***** Data for review *****

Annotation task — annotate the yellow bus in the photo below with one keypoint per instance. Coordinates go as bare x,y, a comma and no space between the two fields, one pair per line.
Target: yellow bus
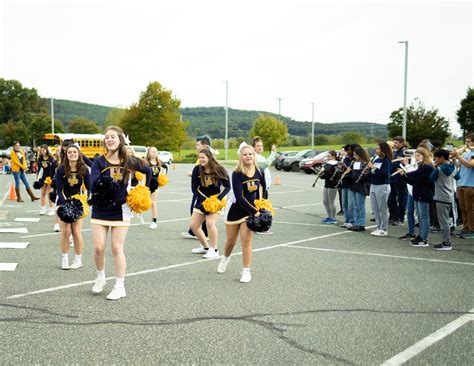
91,145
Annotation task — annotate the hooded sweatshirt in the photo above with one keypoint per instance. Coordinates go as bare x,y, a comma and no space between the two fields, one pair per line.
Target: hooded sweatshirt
443,178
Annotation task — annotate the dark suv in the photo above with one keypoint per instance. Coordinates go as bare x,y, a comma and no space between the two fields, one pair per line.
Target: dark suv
293,163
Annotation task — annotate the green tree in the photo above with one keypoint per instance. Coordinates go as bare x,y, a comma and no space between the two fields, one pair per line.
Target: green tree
270,129
16,101
466,112
421,124
41,124
14,131
114,117
83,125
155,120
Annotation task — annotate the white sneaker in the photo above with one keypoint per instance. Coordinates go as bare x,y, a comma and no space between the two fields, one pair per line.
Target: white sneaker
246,277
223,264
117,293
65,263
98,285
211,253
188,235
199,250
75,265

*****

- [Requirement] Give the listing above again in its entirety and exactly; do not include the pictures.

- [Output for this task]
Annotation task — annotate the yellow bus in the photo below with one keypoint per instance. Coordinates go as bare x,y, a comma and no space between the two fields, one pair per line.
Target: yellow bus
91,145
Annotation task — annotate the hooded sweatshirt in the photo above with one keypoint per instance. Coordinates go as bare x,y, a comma and no space between the two fields, one pair per line.
Target: hooded sweatshirt
443,178
Annotation task — annotate the dark suv in the photo above with one keypoint per instance. Coordinates go as bare x,y, a comma and no space between the two fields, one pair per line.
Target: dark suv
293,163
Annotation task — annotate the green tree in the photo above with one keypoint per instance. Coordinates go as bare x,y, a comma and no space between the two fields, one pair per line.
Target: green tree
270,129
16,101
466,112
421,124
41,124
14,131
114,117
83,125
155,120
Annotation task — annotate the white sneaker in the photo above with one keypoint per instance. Coordinates go as bare x,y, a comma and no space between the two fields, one pair per line.
Target: white sneaker
246,277
223,264
117,293
65,263
98,285
211,253
188,235
199,250
75,265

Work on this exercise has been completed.